Single by Chris Cornell

from the album Scream
- Released: October 14, 2008
- Length: 5:14 (album version); 3:35 (radio mix);
- Label: Mosley; Interscope; Universal;
- Songwriters: Chris Cornell; Timothy Mosley; Jerome Harmon; Johnkenun Spivery; The Clutch – (Ezekiel Lewis and Balewa Muhammad);
- Producers: Timbaland; J-Roc;

Chris Cornell singles chronology
| "Scream" (2008) | "Part of Me" (2008) | "Stop Me" (2009) |

= Part of Me (Chris Cornell song) =

"Part of Me" is a song by American musician Chris Cornell, from his third solo studio album, Scream (2009). "Part of Me" is the first official single for Canada and Europe (and second official single overall) and was released as a digital download on October 12, 2008 in Canada and Germany. There is no indication of a release in the US. The non-explicit version of the song was previewed on Virgin Radio 99.9, where listeners were encouraged to enter a poll of the audience's reaction to the song. The album version of the song was leaked on November 12, featuring an outro that seamlessly integrates into "Time", the next track on Scream. California DJ Steve Aoki also made a remix of the song which can be downloaded for free in MP3 off his record label's official website, while his remix also appears on the official "Part of Me (Remix EP)" digital release.

Given data:
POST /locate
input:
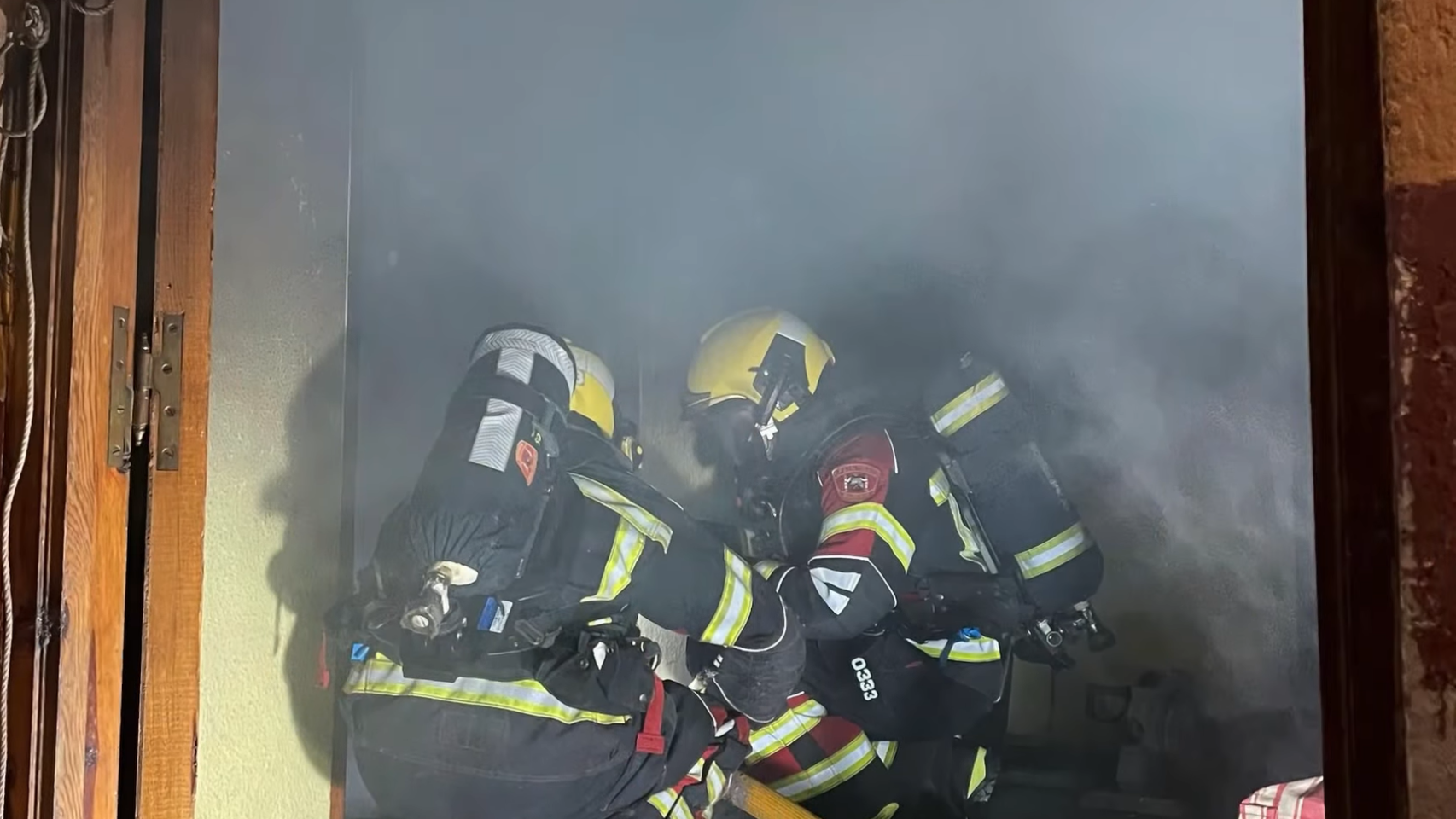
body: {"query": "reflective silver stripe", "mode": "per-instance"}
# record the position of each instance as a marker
(983, 649)
(532, 342)
(525, 697)
(1056, 552)
(495, 435)
(668, 804)
(626, 549)
(847, 581)
(876, 518)
(833, 587)
(783, 730)
(969, 404)
(647, 523)
(734, 604)
(835, 770)
(833, 598)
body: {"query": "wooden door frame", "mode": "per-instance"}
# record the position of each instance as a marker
(95, 140)
(183, 288)
(70, 521)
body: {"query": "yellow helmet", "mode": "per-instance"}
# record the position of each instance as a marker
(594, 390)
(753, 352)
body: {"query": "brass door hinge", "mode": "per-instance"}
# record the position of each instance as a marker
(148, 406)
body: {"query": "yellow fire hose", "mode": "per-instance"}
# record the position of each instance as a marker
(760, 802)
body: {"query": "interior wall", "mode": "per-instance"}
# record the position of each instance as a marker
(1105, 198)
(276, 451)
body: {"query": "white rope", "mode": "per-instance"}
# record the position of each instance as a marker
(35, 92)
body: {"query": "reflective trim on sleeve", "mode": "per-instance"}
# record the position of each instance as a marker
(876, 518)
(785, 730)
(1056, 552)
(626, 549)
(670, 804)
(969, 404)
(831, 771)
(529, 697)
(717, 781)
(734, 604)
(647, 523)
(940, 486)
(963, 651)
(977, 773)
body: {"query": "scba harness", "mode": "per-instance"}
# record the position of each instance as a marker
(1029, 565)
(470, 598)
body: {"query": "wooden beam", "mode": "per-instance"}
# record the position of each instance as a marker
(103, 276)
(187, 150)
(1352, 414)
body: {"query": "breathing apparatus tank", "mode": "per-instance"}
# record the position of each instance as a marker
(1015, 507)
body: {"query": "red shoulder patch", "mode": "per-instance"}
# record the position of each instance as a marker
(526, 460)
(856, 480)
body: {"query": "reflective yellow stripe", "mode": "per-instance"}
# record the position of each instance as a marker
(525, 697)
(969, 404)
(626, 549)
(668, 804)
(977, 773)
(734, 604)
(876, 518)
(970, 547)
(1056, 552)
(783, 730)
(835, 770)
(717, 781)
(647, 523)
(963, 651)
(940, 486)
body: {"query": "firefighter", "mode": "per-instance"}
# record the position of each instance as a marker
(917, 540)
(596, 425)
(494, 664)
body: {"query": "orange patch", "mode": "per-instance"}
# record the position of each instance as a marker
(526, 460)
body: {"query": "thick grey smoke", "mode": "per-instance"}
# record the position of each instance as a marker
(1105, 195)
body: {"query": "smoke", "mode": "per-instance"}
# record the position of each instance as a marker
(1107, 197)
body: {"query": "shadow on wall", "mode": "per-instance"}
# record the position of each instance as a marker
(305, 573)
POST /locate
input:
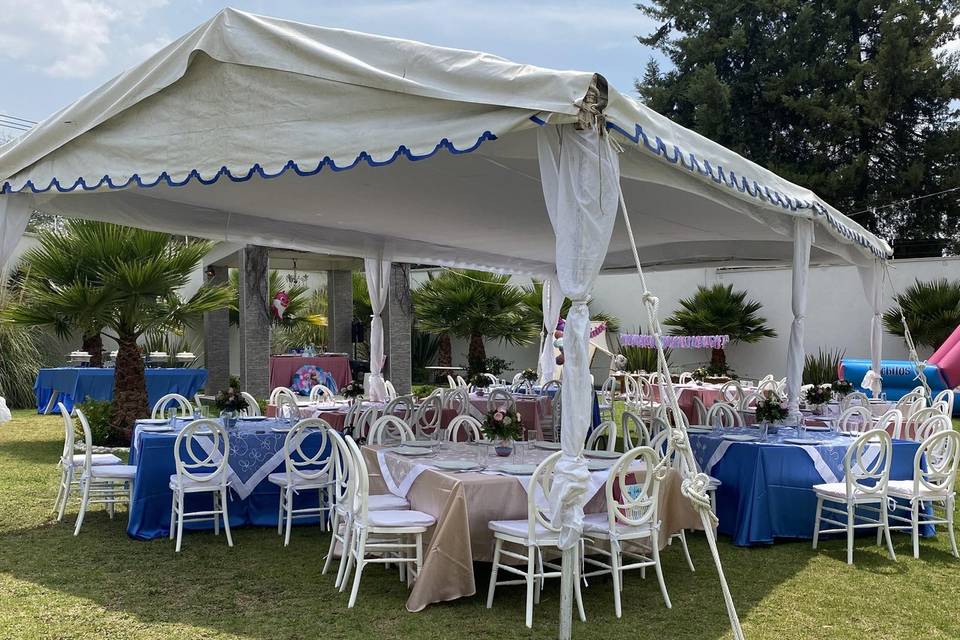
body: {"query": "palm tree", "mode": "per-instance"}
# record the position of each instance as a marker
(131, 292)
(932, 310)
(474, 305)
(719, 310)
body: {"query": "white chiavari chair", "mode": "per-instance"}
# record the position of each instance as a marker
(303, 472)
(321, 393)
(71, 463)
(389, 429)
(387, 532)
(501, 400)
(171, 401)
(631, 525)
(532, 535)
(201, 454)
(866, 467)
(934, 482)
(463, 429)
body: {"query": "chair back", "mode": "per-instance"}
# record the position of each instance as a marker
(537, 495)
(183, 406)
(723, 415)
(429, 415)
(856, 419)
(607, 429)
(69, 435)
(389, 428)
(321, 393)
(297, 462)
(202, 444)
(470, 427)
(854, 398)
(501, 400)
(866, 465)
(633, 492)
(631, 422)
(935, 463)
(253, 407)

Exercises to complete:
(1) Reproduce the whole article on the Chris Cornell song "Part of Me" word for word.
(2) Gather each line of the records that contains the string "stripe", copying them as they appear.
The song article and the records come from two unrelated sources.

Task-by-task results:
(1)
Single by Chris Cornell

from the album Scream
- Released: October 14, 2008
- Length: 5:14 (album version); 3:35 (radio mix);
- Label: Mosley; Interscope; Universal;
- Songwriters: Chris Cornell; Timothy Mosley; Jerome Harmon; Johnkenun Spivery; The Clutch – (Ezekiel Lewis and Balewa Muhammad);
- Producers: Timbaland; J-Roc;

Chris Cornell singles chronology
| "Scream" (2008) | "Part of Me" (2008) | "Stop Me" (2009) |

= Part of Me (Chris Cornell song) =

"Part of Me" is a song by American musician Chris Cornell, from his third solo studio album, Scream (2009). "Part of Me" is the first official single for Canada and Europe (and second official single overall) and was released as a digital download on October 12, 2008 in Canada and Germany. There is no indication of a release in the US. The non-explicit version of the song was previewed on Virgin Radio 99.9, where listeners were encouraged to enter a poll of the audience's reaction to the song. The album version of the song was leaked on November 12, featuring an outro that seamlessly integrates into "Time", the next track on Scream. California DJ Steve Aoki also made a remix of the song which can be downloaded for free in MP3 off his record label's official website, while his remix also appears on the official "Part of Me (Remix EP)" digital release.

(2)
body: {"query": "reflective silver stripe", "mode": "per-instance"}
body: {"query": "reflective yellow stripe", "mode": "per-instance"}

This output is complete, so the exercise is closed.